[Text shown Boundary: Start]

Another explanation is the quality of the people in the system, which in turn affects the quality of management. If you want to look at it militarily, the healthcare system is like the air force while the educational system is the armored corps.

Such an unflattering comparison is only partly justified. The educational system also has quality people and many desired to mobilize during the crisis. In the end, the main difference in terms of the performance of both systems was their respective management structures. The healthcare system, mainly the HMOs, performed as they did because they represent a rare combination of a non-governmental public sector that encourages competition and economies of scale.

The HMOs are a public system funded by the government to provide services but not to earn a profit. Nevertheless, the HMOs are not under government control. In other words, they aren’t weighed down by the terrible burden of political appointments or the civil service bureaucracy.

Since 1994, the HMOs have had to compete with one another, thanks to the State Health Insurance Law, which allows people to move freely from one HMO to another. In the absence of any profit motive, the HMOs are dedicated to the quality of services they provide for their members first and foremost.

The ability of the healthcare system to provide quality service is also a function of scale. Even the smallest of the HMOs (Leumit) has a million members. At this size, it has the resources to invest in improving the quality of its services to stay competitive. That is why Israel entered into the pandemic crisis with HMOs that are among the most advanced institutions of their kind on the globe.

That was an overwhelming advantage that enabled the HMOs to handle almost 100,000 coronavirus patients convalescing at home, to enable all appointments and other procedures to be done digitally and vaccinate millions of people in the space of a few months. It was also a reason why Pfizer was willing to sell Israel such a large number of vaccines.

[Text shown Boundary: End]
[Information given Boundary: Start]

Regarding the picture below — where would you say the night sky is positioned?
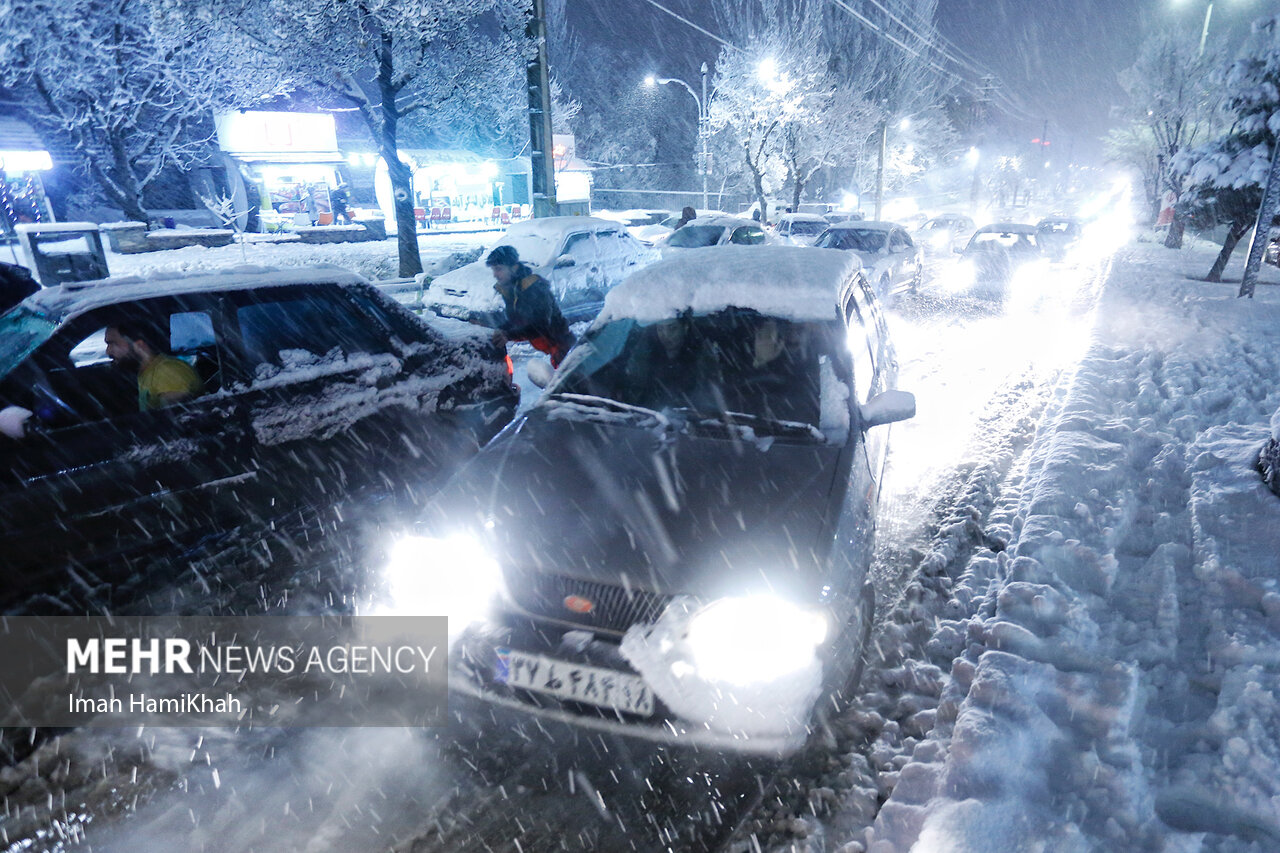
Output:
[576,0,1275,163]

[Information given Boundary: End]
[Information given Boundary: Start]

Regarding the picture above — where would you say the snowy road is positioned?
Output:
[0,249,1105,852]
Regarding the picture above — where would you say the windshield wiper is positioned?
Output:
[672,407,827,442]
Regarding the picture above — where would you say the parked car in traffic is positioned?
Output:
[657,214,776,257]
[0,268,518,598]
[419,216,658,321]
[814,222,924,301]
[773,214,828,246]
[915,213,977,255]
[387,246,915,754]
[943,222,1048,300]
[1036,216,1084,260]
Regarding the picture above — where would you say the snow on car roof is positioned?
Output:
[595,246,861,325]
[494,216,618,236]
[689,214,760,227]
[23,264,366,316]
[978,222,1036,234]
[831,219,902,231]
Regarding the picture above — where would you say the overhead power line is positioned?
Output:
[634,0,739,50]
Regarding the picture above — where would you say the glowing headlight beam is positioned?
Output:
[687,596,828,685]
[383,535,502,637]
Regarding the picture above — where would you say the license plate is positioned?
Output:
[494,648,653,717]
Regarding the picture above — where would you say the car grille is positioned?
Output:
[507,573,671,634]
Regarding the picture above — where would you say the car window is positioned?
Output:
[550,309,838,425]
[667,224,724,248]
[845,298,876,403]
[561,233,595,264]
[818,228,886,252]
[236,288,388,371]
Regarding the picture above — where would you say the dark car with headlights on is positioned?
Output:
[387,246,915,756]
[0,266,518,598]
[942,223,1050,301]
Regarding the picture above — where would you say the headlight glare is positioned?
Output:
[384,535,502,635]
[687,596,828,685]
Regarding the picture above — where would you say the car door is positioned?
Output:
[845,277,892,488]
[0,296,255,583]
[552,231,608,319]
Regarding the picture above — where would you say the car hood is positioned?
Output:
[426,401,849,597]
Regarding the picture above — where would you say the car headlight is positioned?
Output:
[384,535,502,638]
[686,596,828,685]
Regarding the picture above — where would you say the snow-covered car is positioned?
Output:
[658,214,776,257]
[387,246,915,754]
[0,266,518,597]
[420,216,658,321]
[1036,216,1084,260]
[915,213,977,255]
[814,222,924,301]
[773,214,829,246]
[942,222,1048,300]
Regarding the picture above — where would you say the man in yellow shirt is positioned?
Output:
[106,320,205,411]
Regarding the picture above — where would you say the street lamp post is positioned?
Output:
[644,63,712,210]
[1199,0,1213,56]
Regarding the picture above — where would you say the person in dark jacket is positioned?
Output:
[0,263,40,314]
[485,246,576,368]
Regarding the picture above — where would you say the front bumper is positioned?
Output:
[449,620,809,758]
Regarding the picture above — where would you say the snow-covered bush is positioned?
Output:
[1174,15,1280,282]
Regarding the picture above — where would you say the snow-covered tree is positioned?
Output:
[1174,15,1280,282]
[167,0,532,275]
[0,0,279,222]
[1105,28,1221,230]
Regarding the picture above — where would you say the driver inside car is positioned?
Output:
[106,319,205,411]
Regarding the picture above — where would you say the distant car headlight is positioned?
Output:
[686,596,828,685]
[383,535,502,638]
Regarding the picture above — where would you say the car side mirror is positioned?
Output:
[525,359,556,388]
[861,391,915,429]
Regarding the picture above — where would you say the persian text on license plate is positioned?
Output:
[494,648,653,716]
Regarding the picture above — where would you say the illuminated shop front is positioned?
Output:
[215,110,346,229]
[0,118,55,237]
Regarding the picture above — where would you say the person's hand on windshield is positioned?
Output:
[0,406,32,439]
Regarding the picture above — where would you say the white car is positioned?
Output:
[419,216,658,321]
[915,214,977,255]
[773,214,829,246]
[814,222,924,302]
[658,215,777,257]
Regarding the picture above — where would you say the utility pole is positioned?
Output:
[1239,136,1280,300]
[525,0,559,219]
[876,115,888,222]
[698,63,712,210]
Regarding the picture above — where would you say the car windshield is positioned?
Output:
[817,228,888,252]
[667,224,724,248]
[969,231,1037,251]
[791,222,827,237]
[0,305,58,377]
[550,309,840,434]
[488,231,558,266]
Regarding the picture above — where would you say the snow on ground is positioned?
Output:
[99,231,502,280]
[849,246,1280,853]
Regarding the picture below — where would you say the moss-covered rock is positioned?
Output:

[Information given Boundary: End]

Transcribe the part of the text on Israel's HMOs that starts at "The ability of" and ends at "number of vaccines.".

The ability of the healthcare system to provide quality service is also a function of scale. Even the smallest of the HMOs (Leumit) has a million members. At this size, it has the resources to invest in improving the quality of its services to stay competitive. That is why Israel entered into the pandemic crisis with HMOs that are among the most advanced institutions of their kind on the globe.

That was an overwhelming advantage that enabled the HMOs to handle almost 100,000 coronavirus patients convalescing at home, to enable all appointments and other procedures to be done digitally and vaccinate millions of people in the space of a few months. It was also a reason why Pfizer was willing to sell Israel such a large number of vaccines.